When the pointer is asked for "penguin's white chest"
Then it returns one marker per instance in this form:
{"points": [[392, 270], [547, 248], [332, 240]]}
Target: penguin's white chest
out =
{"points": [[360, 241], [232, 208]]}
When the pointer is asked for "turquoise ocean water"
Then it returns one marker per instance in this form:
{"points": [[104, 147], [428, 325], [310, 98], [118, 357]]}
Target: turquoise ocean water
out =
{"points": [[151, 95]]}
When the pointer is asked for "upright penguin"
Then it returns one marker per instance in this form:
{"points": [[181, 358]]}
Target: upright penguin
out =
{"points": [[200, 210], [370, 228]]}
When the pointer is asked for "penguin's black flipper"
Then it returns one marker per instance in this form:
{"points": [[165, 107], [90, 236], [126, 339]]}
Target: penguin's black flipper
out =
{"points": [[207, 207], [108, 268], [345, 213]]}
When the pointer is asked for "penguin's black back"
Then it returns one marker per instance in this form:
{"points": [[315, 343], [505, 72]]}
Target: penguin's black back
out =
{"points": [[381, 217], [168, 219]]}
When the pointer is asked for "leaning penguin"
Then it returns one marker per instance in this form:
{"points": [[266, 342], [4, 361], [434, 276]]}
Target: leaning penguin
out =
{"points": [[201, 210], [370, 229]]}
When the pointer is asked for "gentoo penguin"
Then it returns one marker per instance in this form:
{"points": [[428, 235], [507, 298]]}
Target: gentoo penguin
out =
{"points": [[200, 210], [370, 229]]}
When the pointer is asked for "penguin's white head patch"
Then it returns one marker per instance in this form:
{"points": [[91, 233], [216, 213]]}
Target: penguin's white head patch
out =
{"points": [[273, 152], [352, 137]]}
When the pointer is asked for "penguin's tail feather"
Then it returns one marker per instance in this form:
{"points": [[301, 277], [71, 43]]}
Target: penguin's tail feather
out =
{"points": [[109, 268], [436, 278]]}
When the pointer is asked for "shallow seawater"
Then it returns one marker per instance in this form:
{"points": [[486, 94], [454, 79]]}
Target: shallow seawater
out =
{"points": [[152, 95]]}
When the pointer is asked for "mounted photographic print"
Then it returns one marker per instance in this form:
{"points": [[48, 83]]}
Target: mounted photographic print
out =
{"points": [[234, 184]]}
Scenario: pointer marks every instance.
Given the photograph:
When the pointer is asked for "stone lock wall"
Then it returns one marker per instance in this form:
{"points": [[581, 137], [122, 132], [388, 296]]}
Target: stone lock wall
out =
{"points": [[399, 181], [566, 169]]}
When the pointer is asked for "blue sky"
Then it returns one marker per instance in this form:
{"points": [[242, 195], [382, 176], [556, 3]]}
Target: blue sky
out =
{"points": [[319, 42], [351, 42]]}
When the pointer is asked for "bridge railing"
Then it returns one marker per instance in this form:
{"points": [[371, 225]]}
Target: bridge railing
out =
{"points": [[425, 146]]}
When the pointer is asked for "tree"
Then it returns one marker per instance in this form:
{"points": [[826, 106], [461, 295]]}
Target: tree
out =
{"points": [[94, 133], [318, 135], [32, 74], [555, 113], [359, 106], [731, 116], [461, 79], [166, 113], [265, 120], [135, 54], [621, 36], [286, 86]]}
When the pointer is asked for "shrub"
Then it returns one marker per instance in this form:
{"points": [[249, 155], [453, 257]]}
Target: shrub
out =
§ §
> **CHALLENGE**
Give the entries once more, exactly as they appear.

> **REPLY**
When the pointer is asked for "penguin's white chest"
Then it returns one marker per instance in this form:
{"points": [[392, 270], [547, 248], [332, 240]]}
Target: penguin's white chest
out =
{"points": [[360, 241], [232, 208]]}
When the pointer is asked for "turquoise ocean water"
Then it returns one marker per instance in this form:
{"points": [[104, 147], [428, 325], [310, 98], [118, 357]]}
Target: turquoise ocean water
out =
{"points": [[151, 95]]}
When the pointer is asked for "upright penguin"
Then it returns one marker per instance in this form:
{"points": [[181, 358]]}
Target: upright penguin
out =
{"points": [[200, 210], [370, 228]]}
When the pointer is asked for "penguin's black flipper"
Then it returns one marker per instance in this form:
{"points": [[165, 107], [90, 236], [126, 339]]}
Target: penguin's black flipper
out =
{"points": [[207, 207], [108, 268], [345, 213]]}
When the pointer is asked for "penguin's black back"
Then it returns one marker per instance in this form:
{"points": [[315, 343], [505, 72]]}
Target: penguin's black back
out =
{"points": [[381, 217], [168, 219]]}
When the pointer is asked for "leaning penguin"
Then it returns one marker per instance in this form:
{"points": [[266, 342], [4, 361], [434, 276]]}
Target: leaning penguin
out =
{"points": [[201, 210], [370, 229]]}
When the pointer is asked for "gentoo penguin"
Then it returns one marker per instance in this form:
{"points": [[428, 235], [507, 298]]}
Target: gentoo penguin
out =
{"points": [[200, 210], [370, 229]]}
When the pointer is asked for "penguin's white head patch"
Then it returns one marker per instance in this form:
{"points": [[91, 233], [216, 213]]}
Target: penguin's white head patch
out =
{"points": [[273, 152], [352, 137]]}
When the pointer is asked for "penguin's tail feather"
Then it returns one marker per instance in this form:
{"points": [[301, 277], [71, 43]]}
Target: penguin's tail feather
out =
{"points": [[109, 268], [436, 278]]}
When the pointer is asked for "shallow seawater"
Then it returns one marker per instance in this form:
{"points": [[486, 94], [454, 79]]}
Target: shallow seawater
out =
{"points": [[152, 95]]}
When the pointer is asked for "mounted photographic print"
Then it returns one marker per instance in this form:
{"points": [[48, 83]]}
Target: mounted photographic print
out =
{"points": [[234, 184]]}
Scenario: pointer marks every instance.
Given the photograph:
When the pointer is asked for "stone lock wall"
Then it returns one marker per instance in this form:
{"points": [[581, 137], [122, 132], [388, 296]]}
Target: stone lock wall
out =
{"points": [[399, 181], [566, 169]]}
When the pointer is asked for "blue sky"
Then it returns one marker per instance in this form:
{"points": [[242, 195], [382, 176], [556, 3]]}
Target: blue sky
out =
{"points": [[319, 42], [351, 42]]}
When the pointer is asked for "bridge railing"
Then it returns one marker per instance in this form:
{"points": [[371, 225]]}
Target: bridge railing
out =
{"points": [[425, 146]]}
When the pointer is asked for "tree"
Then it returns one marker per instance in this form:
{"points": [[826, 106], [461, 295]]}
Target: tree
out =
{"points": [[94, 133], [318, 135], [32, 74], [555, 113], [359, 106], [731, 116], [461, 79], [166, 113], [265, 120], [135, 54], [621, 36], [286, 86]]}
When the pointer is asked for "shrub"
Then it returns one marker per instance in this form:
{"points": [[249, 155], [453, 257]]}
Target: shrub
out =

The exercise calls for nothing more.